• To do
Copy every one of the records below, line for line, without changing anything.

• Listing
──────────────────────────────
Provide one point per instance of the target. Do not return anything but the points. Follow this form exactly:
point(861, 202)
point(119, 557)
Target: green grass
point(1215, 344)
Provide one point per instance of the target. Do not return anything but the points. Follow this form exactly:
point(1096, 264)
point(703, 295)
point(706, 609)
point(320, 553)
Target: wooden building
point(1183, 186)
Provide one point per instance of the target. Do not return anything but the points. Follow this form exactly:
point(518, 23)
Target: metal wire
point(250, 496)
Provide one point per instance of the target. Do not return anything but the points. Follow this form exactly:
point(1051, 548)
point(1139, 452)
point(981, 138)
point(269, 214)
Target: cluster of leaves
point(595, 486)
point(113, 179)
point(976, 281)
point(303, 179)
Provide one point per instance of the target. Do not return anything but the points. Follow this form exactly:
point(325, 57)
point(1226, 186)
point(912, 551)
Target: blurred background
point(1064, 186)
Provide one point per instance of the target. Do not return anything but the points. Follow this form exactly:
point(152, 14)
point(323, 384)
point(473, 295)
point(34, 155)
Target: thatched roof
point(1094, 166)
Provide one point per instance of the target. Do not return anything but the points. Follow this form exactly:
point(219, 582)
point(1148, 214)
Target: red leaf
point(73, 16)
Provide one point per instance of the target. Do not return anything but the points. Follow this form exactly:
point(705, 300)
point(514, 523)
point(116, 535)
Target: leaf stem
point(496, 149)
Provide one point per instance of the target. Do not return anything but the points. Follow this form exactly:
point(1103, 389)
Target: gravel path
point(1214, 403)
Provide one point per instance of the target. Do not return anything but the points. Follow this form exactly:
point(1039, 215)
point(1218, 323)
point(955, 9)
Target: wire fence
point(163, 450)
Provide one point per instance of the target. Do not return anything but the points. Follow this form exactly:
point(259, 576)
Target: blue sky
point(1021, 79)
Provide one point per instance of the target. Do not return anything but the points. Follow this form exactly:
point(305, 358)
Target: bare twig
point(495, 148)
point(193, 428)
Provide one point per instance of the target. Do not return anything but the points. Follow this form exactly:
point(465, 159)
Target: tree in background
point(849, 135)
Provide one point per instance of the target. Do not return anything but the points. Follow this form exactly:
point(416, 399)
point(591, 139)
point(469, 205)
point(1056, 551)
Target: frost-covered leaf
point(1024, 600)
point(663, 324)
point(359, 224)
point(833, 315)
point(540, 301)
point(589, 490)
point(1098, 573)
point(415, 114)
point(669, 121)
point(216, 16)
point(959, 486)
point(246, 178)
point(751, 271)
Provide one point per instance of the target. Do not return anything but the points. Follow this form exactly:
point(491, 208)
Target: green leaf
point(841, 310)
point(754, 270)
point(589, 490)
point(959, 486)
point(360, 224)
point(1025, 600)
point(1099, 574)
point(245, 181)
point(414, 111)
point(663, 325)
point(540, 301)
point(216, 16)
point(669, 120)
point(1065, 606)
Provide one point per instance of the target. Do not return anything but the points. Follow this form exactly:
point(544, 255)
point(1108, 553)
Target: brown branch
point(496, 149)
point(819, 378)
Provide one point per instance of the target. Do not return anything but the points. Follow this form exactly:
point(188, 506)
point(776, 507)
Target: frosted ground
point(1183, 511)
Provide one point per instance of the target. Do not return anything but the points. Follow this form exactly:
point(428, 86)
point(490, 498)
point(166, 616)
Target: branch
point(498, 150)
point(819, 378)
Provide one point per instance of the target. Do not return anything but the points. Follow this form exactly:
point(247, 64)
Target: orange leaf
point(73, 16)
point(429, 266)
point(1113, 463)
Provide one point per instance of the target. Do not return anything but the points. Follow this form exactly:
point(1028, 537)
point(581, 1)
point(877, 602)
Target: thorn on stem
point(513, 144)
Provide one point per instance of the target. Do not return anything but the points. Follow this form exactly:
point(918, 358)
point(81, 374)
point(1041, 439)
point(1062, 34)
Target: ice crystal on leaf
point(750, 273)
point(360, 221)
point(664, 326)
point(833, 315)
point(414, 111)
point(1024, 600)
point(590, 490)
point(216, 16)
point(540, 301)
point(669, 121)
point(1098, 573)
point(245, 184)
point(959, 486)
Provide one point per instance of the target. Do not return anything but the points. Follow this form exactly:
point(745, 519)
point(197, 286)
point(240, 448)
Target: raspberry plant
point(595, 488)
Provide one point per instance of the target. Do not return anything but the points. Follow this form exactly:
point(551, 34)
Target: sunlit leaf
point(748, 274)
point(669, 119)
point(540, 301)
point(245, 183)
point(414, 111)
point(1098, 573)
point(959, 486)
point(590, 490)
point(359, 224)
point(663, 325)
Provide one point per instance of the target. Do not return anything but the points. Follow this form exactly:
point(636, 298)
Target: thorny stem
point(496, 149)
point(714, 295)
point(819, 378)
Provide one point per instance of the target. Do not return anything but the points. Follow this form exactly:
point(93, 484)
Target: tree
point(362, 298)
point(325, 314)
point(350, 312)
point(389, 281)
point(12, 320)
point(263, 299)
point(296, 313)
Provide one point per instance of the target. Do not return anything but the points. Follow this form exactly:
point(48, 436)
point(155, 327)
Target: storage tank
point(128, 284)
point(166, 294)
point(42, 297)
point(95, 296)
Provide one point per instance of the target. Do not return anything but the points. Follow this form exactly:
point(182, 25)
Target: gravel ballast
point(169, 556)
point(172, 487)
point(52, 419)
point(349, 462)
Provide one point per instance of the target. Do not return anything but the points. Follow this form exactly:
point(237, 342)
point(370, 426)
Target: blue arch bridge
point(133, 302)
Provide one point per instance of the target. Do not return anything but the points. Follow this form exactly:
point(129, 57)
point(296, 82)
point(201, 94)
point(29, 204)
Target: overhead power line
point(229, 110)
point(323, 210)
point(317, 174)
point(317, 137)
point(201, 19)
──────────────────────────────
• Exercise solution
Provide one point per instance of the target. Do not return anything but the points. Follow this form exactly:
point(861, 202)
point(119, 557)
Target: green grass
point(1215, 344)
Provide one point per instance of the target. Do not return anything but the points. Follow this form exactly:
point(1096, 264)
point(703, 295)
point(706, 609)
point(320, 553)
Target: wooden building
point(1183, 186)
Provide one point per instance of the target. Do not return anything but the points. Follow this form exactly:
point(518, 23)
Target: metal wire
point(250, 496)
Provide one point per instance of the target. Do not return anything but the points. Follow this form exactly:
point(1051, 548)
point(1139, 452)
point(981, 138)
point(269, 214)
Target: cluster of leaves
point(595, 486)
point(113, 179)
point(976, 281)
point(303, 179)
Provide one point per instance of the target. Do not return anything but the points. Follow this form exactly:
point(325, 57)
point(1226, 186)
point(912, 551)
Target: blurred background
point(1064, 186)
Provide one point per instance of the target. Do not return anything but the points. Follow this form exactly:
point(152, 14)
point(323, 384)
point(473, 295)
point(34, 155)
Target: thatched roof
point(1094, 166)
Provide one point per instance of the target. Do not return anything but the points. Follow this form exactly:
point(219, 582)
point(1148, 214)
Target: red leaf
point(73, 16)
Provide one point per instance of the target. Do not return anything but the points. Follow this form exactly:
point(705, 300)
point(514, 523)
point(116, 535)
Target: leaf stem
point(496, 149)
Provide one point per instance of the target. Do not return anything but the points. Follow this form exactly:
point(1103, 389)
Target: gravel path
point(1214, 403)
Provide one point per instance of the target. Do not return anything but the points. Follow this form exactly:
point(1039, 215)
point(1218, 323)
point(955, 9)
Target: wire fence
point(163, 450)
Provide one point per instance of the target. Do not return anything but the points. Follow this form exactly:
point(259, 576)
Target: blue sky
point(1021, 79)
Provide one point per instance of the target. Do not return anything but the points. Follow this form exactly:
point(305, 358)
Target: bare twig
point(495, 148)
point(193, 428)
Provide one point per instance of the target. Do not return anything but the points. Follow this form exactly:
point(465, 159)
Target: tree in background
point(849, 135)
Provide one point per instance of the target. Do not return anything but the points. Follow this form exactly:
point(416, 399)
point(591, 139)
point(469, 205)
point(1056, 551)
Target: frost-covered leaf
point(1024, 600)
point(663, 324)
point(359, 224)
point(833, 315)
point(540, 301)
point(589, 490)
point(1098, 573)
point(415, 114)
point(669, 121)
point(216, 16)
point(959, 486)
point(246, 178)
point(751, 271)
Provide one point per instance of the target. Do not return anything but the points. Follow this form exactly:
point(491, 208)
Target: green leaf
point(841, 310)
point(754, 270)
point(589, 490)
point(959, 486)
point(360, 224)
point(1025, 600)
point(1099, 574)
point(245, 181)
point(414, 111)
point(663, 325)
point(540, 301)
point(216, 16)
point(669, 120)
point(1065, 606)
Provide one point per instance of the target. Do not return anything but the points. Follow this form exactly:
point(544, 255)
point(1108, 553)
Target: brown branch
point(496, 149)
point(819, 378)
Provide one point per instance of the target. Do not return anything but the points. Follow this form exactly:
point(188, 506)
point(776, 507)
Target: frosted ground
point(1183, 511)
Provide one point per instance of the target. Do not return anything but the points. Follow this form exactly:
point(428, 86)
point(490, 498)
point(166, 616)
Target: branch
point(498, 150)
point(819, 378)
Provide one point per instance of the target. Do not return anything but the points. Follow this form exactly:
point(247, 64)
Target: orange leaf
point(73, 16)
point(429, 266)
point(1113, 463)
Provide one point per instance of the target. Do not return anything but the points. Follow this form exactly:
point(1028, 537)
point(581, 1)
point(877, 602)
Target: thorn on stem
point(513, 144)
Provide one point per instance of the target. Do not return anything but the points. Follow this form exactly:
point(918, 358)
point(81, 374)
point(1041, 439)
point(1062, 34)
Target: ice crystal on leaf
point(750, 273)
point(360, 221)
point(664, 326)
point(833, 315)
point(414, 111)
point(1024, 600)
point(590, 490)
point(216, 16)
point(540, 301)
point(669, 121)
point(1098, 573)
point(245, 184)
point(959, 486)
Provide one point per instance of the target. Do not return anything but the points. Follow this form exactly:
point(745, 519)
point(197, 286)
point(240, 448)
Target: raspberry plant
point(595, 488)
Provide one point per instance of the target. Do not return anything but the points. Follow this form exactly:
point(551, 34)
Target: sunlit leaf
point(748, 274)
point(669, 119)
point(540, 301)
point(245, 183)
point(414, 111)
point(1098, 573)
point(959, 486)
point(590, 490)
point(359, 224)
point(663, 325)
Provide one point per instance of the target. Do not return anything but the points. Follow this form exactly:
point(636, 298)
Target: thorny stem
point(496, 149)
point(714, 295)
point(819, 378)
Provide one point per instance of the target. Do not return anything but the points. Follow this form exactly:
point(93, 484)
Target: tree
point(362, 298)
point(325, 314)
point(350, 312)
point(389, 281)
point(12, 320)
point(263, 299)
point(296, 313)
Provide one point per instance of the target. Do not return anything but the points. Follow this form exactly:
point(48, 436)
point(155, 327)
Target: storage tank
point(128, 284)
point(166, 294)
point(42, 297)
point(95, 296)
Provide one point per instance of the target. Do not return anything but the points. Follow this form exactly:
point(182, 25)
Target: gravel ballast
point(169, 556)
point(172, 487)
point(52, 419)
point(349, 462)
Provide one point per instance of the target. Do not return anything but the points. Follow this form exactly:
point(237, 342)
point(370, 426)
Target: blue arch bridge
point(133, 302)
Provide one point per instance of the target. Do not return anything but the points. Follow this form exactly:
point(129, 57)
point(296, 82)
point(201, 94)
point(29, 204)
Target: overhead power line
point(229, 110)
point(323, 210)
point(317, 174)
point(317, 137)
point(201, 19)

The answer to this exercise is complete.